● **Text block**:
◆ ◆ ◆ ◆ ◆ ◆ ◆

- Genre: Sitcom
- Created by: Jack Docherty Moray Hunter
- Directed by: Andy De Emmony (Series 1) John Birkin (Series 2)
- Starring: Roger Allam Jack Docherty Moray Hunter Pippa Guard Aislín McGuckin Arabella Weir Ricky Callan
- Theme music composer: Peter Baikie
- Country of origin: United Kingdom
- Original language: English
- No. of series: 2
- No. of episodes: 12

Production
- Executive producers: Mike Bolland Miles Bullough
- Producers: Jamie Rix (1998) Philip Clarke (2000)
- Production locations: London, England, UK
- Running time: 30 minutes
- Production company: Absolutely Productions

Original release
- Network: BBC Two
- Release: 2 October 1998 – 16 February 2000

= The Creatives =

The Creatives is a British sitcom created by Jack Docherty and Moray Hunter which ran for two series between 2 October 1998 and 16 February 2000 on BBC Two. The series starred Roger Allam, Jack Docherty, Moray Hunter, Pippa Guard, Aislín McGuckin, Arabella Weir and Ricky Callan as the titular people.

◆ ◆ ◆ ◆ ◆ ◆ ◆

● **Raw data**:
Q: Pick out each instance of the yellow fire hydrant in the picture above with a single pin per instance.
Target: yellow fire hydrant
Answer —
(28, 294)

◆ ◆ ◆ ◆ ◆ ◆ ◆

● **To do**: Extract the complete text about the sitcom The Creatives word for word, from its opening list of details through its final sentence.

● **Full response**:
- Genre: Sitcom
- Created by: Jack Docherty Moray Hunter
- Directed by: Andy De Emmony (Series 1) John Birkin (Series 2)
- Starring: Roger Allam Jack Docherty Moray Hunter Pippa Guard Aislín McGuckin Arabella Weir Ricky Callan
- Theme music composer: Peter Baikie
- Country of origin: United Kingdom
- Original language: English
- No. of series: 2
- No. of episodes: 12

Production
- Executive producers: Mike Bolland Miles Bullough
- Producers: Jamie Rix (1998) Philip Clarke (2000)
- Production locations: London, England, UK
- Running time: 30 minutes
- Production company: Absolutely Productions

Original release
- Network: BBC Two
- Release: 2 October 1998 – 16 February 2000

= The Creatives =

The Creatives is a British sitcom created by Jack Docherty and Moray Hunter which ran for two series between 2 October 1998 and 16 February 2000 on BBC Two. The series starred Roger Allam, Jack Docherty, Moray Hunter, Pippa Guard, Aislín McGuckin, Arabella Weir and Ricky Callan as the titular people.